▸ **Фрагмент текста**
•••

Воспоминания о Л. Д. Ландау — страница 24 из 81

Всей классификации я уже не помню. Суть же талантливых и удачных работ Дау любил обсуждать и разъяснять каждому, кто желал слушать. Особенно это касалось тех вопросов, над которыми он и сам когда-то размышлял (впрочем, вопросов, с которыми он не был знаком, оказывалось не так уж много). Но что вызывало в Дау раздражение — это псевдоученые труды, когда пустая суть дела пряталась за ненужной математикой, тяжеловесными фразами. И уж прямую ненависть вызывали агрессивная претензия на научный результат, самореклама («эксгибиционизм!» — кричал он) и, конечно, научный обман, закрывание глаз на то, что результат или утверждение противоречат общеизвестным истинам. В этих случаях речь Дау длилась долго и иногда кончалась превентивной просьбой к нам «не позорить его седины». После этого он опять исчезал.

•••

▸ **Формулировка задания 1**
Перечислите по отрывку воспоминаний о Ландау всё, что вызывало у Дау прямую ненависть.

▸ **Приведенные записи**
•••

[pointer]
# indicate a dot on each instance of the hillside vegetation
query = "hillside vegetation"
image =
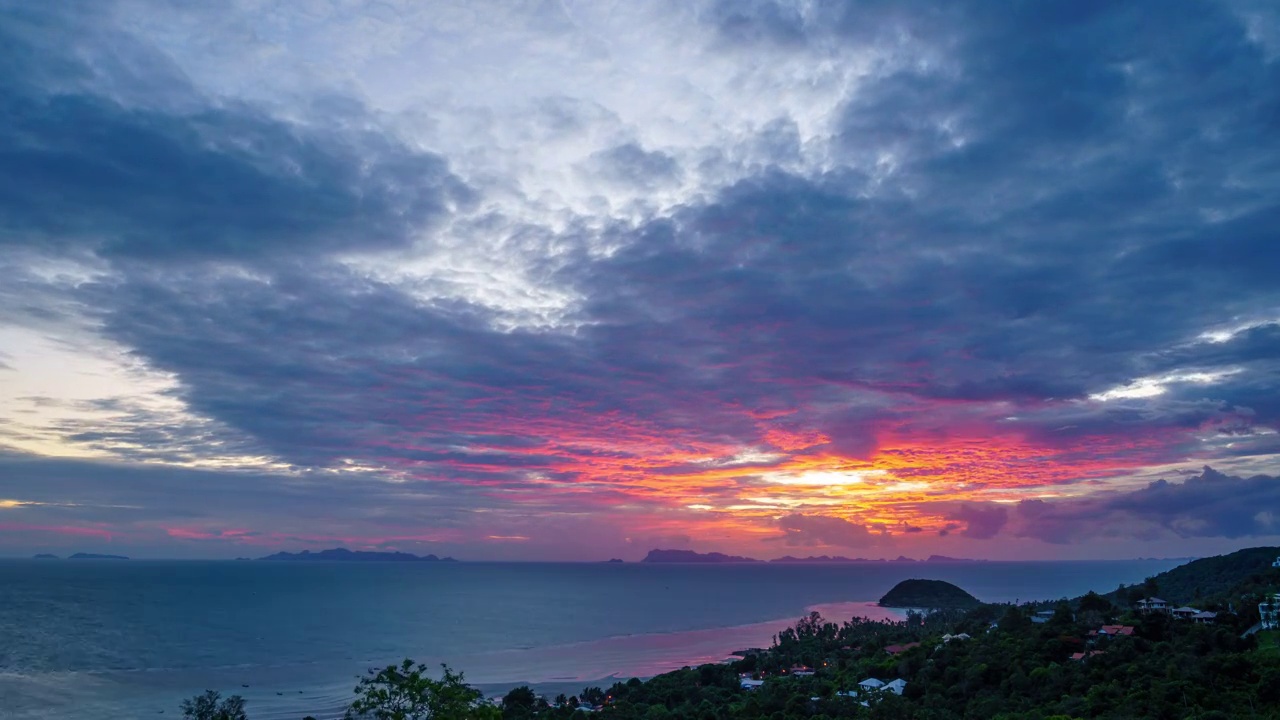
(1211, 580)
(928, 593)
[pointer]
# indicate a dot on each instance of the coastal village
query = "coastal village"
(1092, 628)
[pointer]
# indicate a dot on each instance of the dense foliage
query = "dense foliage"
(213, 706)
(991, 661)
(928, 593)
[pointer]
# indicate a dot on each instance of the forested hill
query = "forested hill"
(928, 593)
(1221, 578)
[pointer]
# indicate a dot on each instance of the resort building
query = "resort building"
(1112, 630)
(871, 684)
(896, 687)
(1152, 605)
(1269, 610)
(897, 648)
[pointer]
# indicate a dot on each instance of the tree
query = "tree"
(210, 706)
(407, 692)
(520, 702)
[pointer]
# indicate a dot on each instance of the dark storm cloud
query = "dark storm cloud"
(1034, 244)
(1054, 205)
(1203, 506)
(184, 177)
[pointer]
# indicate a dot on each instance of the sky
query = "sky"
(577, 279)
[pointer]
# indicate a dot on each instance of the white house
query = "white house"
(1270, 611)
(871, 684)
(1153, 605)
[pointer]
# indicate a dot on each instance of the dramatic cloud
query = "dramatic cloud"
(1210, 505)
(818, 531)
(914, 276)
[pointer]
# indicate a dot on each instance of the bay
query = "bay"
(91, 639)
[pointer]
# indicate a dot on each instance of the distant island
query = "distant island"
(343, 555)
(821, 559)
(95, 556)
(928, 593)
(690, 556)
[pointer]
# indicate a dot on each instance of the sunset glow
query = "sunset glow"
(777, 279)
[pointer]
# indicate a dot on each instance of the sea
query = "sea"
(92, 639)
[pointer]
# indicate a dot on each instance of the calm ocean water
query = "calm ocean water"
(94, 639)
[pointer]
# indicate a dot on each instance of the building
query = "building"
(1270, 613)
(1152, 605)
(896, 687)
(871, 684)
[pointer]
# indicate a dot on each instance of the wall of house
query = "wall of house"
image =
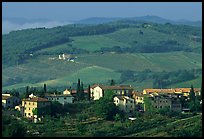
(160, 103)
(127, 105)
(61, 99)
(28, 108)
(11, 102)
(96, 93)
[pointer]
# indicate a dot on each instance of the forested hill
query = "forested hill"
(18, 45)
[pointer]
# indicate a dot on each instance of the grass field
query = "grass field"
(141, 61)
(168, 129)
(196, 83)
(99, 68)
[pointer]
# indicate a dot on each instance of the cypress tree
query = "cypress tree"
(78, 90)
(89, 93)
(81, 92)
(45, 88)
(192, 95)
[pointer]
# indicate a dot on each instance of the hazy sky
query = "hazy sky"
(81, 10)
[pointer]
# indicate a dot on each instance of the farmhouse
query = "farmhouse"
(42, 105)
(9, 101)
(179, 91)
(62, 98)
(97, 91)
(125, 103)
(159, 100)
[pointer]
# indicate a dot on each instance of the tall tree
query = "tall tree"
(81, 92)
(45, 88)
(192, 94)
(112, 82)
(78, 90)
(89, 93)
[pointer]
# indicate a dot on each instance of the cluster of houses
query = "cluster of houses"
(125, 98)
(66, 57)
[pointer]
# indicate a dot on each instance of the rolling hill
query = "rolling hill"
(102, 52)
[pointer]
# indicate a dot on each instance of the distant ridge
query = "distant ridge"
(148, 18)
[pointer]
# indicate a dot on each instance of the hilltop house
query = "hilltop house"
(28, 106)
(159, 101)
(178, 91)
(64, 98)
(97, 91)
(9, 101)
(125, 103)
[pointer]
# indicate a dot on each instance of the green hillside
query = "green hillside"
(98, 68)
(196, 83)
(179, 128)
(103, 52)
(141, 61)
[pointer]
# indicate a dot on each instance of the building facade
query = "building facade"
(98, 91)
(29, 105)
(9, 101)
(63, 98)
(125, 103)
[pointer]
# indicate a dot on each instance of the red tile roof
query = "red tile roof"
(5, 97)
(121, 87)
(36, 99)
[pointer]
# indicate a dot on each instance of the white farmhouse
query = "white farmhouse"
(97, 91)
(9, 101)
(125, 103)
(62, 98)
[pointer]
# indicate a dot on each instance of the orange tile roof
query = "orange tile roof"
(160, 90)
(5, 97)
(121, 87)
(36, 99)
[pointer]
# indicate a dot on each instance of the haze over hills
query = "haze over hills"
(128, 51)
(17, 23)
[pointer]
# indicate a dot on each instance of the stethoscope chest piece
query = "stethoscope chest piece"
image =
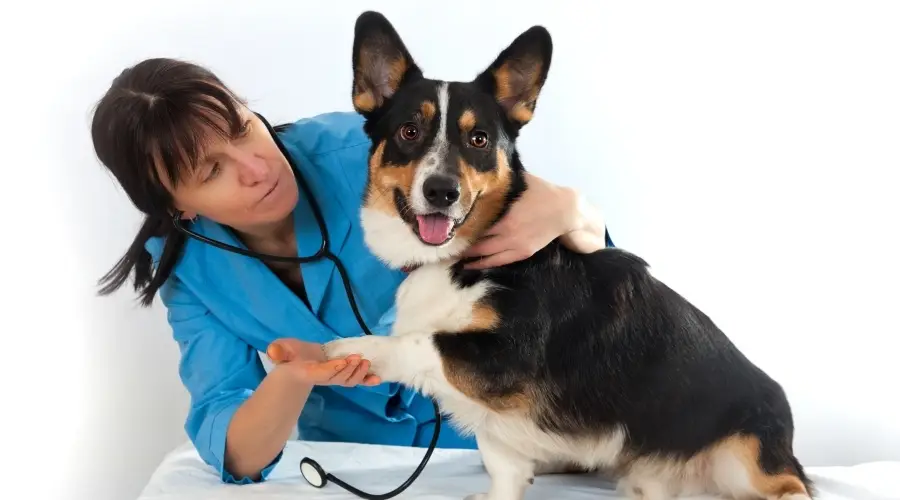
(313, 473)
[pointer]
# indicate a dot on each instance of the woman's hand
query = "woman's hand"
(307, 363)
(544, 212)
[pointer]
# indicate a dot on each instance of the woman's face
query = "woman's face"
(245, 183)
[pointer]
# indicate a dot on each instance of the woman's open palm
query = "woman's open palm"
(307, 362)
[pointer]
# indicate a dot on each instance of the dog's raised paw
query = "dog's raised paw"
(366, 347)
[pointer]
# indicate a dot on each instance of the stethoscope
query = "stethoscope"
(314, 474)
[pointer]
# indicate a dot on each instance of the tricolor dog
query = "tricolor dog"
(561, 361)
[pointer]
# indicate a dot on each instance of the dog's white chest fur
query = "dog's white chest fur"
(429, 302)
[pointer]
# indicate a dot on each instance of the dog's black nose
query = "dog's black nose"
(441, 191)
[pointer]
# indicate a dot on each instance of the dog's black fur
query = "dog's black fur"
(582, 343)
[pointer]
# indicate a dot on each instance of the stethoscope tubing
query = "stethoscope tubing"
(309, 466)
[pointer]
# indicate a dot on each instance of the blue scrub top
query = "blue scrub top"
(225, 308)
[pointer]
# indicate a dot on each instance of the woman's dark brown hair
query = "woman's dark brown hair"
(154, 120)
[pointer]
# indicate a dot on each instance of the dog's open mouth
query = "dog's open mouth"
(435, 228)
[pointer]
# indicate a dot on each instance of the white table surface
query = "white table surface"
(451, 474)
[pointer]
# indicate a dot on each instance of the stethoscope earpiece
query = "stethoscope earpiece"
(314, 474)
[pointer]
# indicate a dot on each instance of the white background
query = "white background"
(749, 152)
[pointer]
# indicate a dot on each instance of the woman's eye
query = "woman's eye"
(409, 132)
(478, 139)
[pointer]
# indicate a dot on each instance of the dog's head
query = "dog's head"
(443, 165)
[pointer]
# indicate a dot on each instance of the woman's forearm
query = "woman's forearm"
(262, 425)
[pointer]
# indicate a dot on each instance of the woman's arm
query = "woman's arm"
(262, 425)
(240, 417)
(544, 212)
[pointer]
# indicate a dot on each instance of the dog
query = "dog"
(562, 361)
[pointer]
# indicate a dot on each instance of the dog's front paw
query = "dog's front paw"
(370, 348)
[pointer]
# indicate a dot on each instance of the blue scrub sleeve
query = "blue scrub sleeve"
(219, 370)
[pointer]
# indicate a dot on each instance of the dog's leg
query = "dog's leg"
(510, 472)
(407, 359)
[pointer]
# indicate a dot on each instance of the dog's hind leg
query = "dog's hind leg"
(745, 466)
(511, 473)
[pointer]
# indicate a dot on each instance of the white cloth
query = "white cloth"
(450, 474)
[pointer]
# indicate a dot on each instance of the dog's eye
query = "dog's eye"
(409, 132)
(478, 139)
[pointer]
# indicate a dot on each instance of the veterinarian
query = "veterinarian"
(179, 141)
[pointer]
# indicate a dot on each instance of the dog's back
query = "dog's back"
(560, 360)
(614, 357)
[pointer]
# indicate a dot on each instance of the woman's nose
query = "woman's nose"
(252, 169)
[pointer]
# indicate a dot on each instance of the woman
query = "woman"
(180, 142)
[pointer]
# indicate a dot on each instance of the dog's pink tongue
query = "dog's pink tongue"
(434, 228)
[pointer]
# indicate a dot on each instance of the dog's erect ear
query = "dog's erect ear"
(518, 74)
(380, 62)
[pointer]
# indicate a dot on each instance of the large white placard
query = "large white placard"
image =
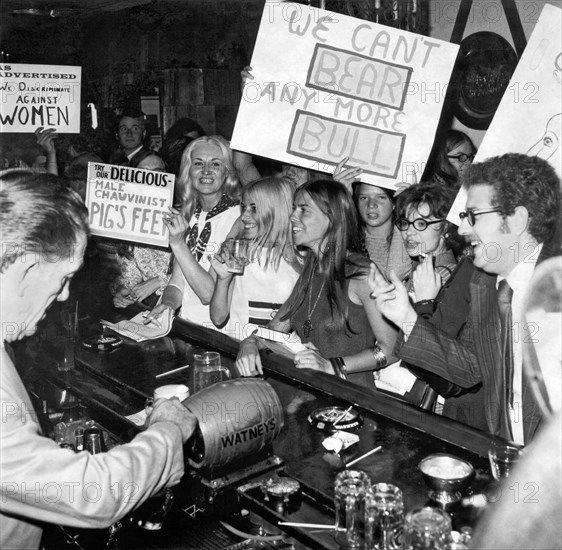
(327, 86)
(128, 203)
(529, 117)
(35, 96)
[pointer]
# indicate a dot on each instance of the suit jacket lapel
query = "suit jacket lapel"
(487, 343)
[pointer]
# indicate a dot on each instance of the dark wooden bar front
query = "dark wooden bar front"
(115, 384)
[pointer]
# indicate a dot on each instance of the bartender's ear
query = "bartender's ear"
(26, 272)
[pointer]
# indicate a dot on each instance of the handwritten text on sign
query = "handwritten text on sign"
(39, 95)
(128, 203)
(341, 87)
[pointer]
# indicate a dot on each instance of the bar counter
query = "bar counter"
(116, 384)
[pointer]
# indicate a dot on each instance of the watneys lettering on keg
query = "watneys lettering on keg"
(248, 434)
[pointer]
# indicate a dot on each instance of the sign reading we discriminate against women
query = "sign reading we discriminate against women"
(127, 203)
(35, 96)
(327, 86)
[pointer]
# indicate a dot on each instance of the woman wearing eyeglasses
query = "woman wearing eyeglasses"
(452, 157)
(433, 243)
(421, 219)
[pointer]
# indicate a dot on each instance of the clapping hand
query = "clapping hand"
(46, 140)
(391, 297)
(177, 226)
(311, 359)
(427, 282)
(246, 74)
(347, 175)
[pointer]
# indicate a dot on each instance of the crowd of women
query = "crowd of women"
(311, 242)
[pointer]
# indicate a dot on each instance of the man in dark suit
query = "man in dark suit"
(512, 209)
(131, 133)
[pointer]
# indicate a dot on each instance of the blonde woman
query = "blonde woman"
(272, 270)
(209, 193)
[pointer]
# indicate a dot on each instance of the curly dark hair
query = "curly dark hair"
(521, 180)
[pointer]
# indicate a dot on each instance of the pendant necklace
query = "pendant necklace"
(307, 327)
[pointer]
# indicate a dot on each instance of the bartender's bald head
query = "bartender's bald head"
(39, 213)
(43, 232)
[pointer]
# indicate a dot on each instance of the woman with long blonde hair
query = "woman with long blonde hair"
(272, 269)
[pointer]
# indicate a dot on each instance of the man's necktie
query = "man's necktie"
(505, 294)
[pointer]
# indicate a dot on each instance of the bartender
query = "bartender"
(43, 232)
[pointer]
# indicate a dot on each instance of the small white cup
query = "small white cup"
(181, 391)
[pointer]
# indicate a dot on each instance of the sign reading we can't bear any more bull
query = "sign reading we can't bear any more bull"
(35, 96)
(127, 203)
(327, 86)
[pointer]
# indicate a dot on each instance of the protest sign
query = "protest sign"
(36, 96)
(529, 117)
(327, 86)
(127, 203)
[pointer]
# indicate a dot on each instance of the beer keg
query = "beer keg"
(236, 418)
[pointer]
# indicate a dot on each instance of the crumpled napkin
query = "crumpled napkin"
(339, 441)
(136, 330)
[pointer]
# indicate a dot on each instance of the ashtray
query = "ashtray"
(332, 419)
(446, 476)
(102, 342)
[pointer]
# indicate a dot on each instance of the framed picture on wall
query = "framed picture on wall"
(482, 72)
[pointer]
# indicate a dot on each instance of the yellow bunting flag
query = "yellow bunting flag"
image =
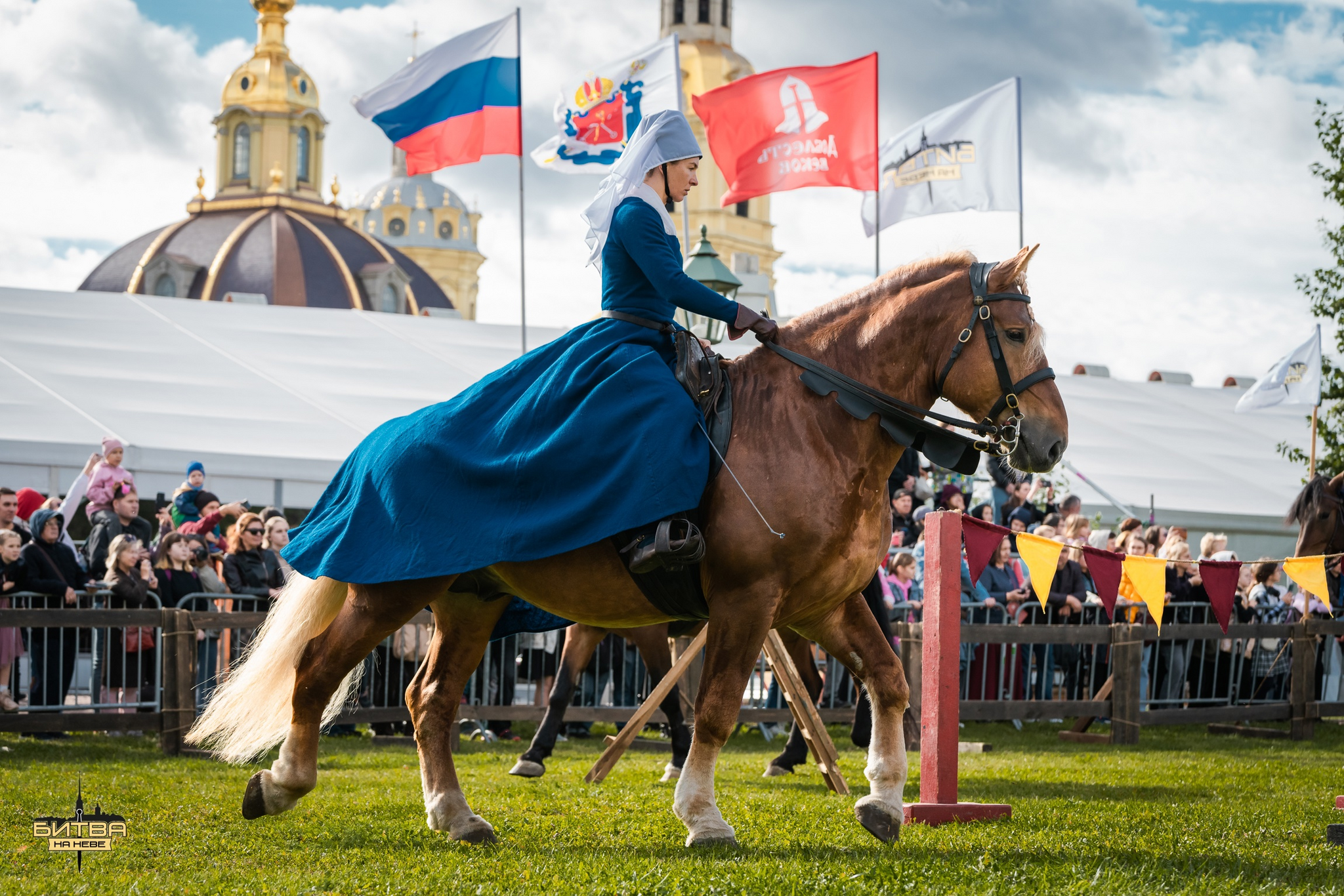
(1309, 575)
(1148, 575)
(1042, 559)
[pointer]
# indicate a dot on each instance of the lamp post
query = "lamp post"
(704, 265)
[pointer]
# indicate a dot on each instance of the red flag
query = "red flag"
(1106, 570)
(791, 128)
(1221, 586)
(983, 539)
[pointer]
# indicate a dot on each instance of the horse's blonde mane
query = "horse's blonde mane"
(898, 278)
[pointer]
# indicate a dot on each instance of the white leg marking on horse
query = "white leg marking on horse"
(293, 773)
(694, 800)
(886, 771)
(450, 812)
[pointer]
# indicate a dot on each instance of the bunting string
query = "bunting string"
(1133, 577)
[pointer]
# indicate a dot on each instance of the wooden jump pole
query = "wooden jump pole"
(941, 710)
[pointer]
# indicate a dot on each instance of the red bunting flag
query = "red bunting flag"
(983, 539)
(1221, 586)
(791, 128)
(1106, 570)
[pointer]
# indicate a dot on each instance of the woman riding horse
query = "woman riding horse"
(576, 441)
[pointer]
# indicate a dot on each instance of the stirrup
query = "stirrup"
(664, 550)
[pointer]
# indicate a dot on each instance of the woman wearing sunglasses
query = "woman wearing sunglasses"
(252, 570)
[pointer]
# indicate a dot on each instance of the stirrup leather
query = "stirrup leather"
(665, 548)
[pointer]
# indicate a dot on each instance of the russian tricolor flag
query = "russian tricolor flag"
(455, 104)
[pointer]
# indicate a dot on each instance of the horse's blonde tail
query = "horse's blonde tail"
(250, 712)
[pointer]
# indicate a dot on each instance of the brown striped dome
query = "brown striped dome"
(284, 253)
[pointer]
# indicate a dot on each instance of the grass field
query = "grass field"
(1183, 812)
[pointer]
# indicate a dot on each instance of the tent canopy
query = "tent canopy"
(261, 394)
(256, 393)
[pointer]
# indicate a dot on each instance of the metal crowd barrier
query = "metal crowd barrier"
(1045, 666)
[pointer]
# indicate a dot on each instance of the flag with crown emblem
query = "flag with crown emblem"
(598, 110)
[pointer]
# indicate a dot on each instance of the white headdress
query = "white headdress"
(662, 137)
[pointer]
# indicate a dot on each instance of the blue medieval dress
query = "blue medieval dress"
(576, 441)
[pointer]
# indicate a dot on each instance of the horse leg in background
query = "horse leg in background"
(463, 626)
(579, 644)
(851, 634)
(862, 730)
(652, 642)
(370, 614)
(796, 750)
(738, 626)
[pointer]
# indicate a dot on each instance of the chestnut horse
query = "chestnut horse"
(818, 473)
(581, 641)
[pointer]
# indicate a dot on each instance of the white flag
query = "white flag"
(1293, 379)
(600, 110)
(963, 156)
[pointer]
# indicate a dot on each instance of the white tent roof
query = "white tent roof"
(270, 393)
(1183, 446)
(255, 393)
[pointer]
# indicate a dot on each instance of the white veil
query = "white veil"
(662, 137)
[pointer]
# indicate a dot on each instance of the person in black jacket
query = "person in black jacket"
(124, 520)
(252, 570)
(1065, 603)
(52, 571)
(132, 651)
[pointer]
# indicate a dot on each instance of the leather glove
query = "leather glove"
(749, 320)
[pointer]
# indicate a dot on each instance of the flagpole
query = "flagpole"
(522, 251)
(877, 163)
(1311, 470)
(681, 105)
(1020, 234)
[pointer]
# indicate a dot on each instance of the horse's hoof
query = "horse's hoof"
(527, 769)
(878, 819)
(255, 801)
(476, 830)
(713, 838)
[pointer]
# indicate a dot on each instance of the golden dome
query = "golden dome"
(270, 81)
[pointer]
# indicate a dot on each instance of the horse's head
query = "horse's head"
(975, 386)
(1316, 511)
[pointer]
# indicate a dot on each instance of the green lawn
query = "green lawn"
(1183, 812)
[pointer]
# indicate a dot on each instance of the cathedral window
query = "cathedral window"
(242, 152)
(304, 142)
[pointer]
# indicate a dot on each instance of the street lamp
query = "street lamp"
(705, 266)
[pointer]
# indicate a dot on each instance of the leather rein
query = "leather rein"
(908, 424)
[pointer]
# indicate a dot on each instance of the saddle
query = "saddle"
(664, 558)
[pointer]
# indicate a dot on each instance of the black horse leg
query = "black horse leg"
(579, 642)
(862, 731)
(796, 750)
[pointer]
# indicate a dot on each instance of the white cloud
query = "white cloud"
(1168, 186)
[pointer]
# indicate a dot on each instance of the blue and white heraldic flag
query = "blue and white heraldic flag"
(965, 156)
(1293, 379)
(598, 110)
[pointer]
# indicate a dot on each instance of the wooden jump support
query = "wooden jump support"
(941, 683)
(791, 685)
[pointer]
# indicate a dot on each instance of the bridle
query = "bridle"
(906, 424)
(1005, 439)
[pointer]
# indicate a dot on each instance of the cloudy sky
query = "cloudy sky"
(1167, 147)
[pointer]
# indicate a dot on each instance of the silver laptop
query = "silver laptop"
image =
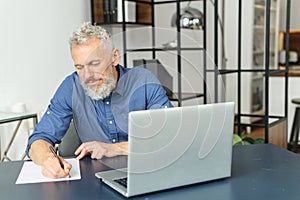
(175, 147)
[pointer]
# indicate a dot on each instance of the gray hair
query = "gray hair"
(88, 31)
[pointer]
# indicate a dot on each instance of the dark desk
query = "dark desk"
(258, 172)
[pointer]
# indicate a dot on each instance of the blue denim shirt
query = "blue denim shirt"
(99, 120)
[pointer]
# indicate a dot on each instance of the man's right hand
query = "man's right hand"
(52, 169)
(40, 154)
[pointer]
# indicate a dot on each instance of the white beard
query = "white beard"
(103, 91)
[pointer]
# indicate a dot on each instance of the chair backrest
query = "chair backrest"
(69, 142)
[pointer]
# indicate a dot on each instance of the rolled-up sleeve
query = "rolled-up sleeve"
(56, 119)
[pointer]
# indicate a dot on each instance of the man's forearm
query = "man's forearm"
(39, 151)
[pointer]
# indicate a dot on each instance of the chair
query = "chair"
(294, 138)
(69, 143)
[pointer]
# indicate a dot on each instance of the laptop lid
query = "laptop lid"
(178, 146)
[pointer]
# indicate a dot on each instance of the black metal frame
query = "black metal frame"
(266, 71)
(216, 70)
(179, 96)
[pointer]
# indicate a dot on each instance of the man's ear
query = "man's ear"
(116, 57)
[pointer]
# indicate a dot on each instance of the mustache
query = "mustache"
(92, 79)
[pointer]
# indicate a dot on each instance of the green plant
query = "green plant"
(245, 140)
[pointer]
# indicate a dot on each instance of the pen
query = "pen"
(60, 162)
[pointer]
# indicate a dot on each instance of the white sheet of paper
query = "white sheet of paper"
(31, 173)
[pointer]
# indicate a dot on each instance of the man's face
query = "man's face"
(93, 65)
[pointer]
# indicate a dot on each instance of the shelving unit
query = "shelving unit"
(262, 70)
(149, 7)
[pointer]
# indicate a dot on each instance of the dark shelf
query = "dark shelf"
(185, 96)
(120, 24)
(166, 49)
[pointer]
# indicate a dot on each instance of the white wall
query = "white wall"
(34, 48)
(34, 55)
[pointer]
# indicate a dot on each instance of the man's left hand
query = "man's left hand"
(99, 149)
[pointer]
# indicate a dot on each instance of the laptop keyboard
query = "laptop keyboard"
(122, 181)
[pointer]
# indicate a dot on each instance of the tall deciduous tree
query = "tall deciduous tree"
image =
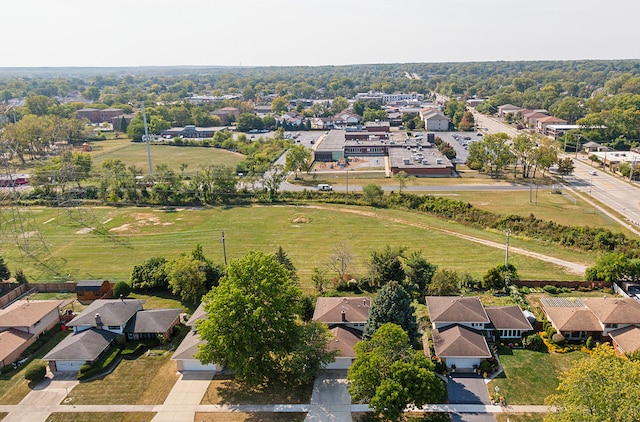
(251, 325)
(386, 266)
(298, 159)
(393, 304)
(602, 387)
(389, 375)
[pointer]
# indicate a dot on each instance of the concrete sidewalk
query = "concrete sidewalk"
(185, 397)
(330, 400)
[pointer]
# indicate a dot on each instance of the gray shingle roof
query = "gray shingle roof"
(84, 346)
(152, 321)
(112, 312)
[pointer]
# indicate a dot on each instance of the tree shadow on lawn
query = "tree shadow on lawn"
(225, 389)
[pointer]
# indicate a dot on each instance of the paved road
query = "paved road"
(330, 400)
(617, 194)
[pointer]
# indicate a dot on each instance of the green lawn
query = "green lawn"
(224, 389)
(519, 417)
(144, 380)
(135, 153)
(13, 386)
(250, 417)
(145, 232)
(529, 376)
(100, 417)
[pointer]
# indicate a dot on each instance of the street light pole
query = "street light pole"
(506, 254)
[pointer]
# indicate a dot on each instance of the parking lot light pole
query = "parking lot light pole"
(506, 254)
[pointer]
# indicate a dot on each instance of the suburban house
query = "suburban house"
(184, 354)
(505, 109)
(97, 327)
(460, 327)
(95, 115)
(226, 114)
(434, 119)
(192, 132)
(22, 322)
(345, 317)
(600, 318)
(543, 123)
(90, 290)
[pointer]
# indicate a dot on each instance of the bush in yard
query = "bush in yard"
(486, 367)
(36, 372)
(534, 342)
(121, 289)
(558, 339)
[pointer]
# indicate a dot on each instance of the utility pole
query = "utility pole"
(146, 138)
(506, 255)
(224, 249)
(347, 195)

•••

▸ **Формулировка задания 2**
Выпишите из записей каждую строку, содержащую слово «hazy». Регистр букв учитывается.

▸ **Решение задания 1**
- агрессивная претензия на научный результат
- самореклама
- научный обман, закрывание глаз на то, что результат или утверждение противоречат общеизвестным истинам

▸ **Решение задания 2**
# indicate a dot on each instance of the hazy sky
query = "hazy sky"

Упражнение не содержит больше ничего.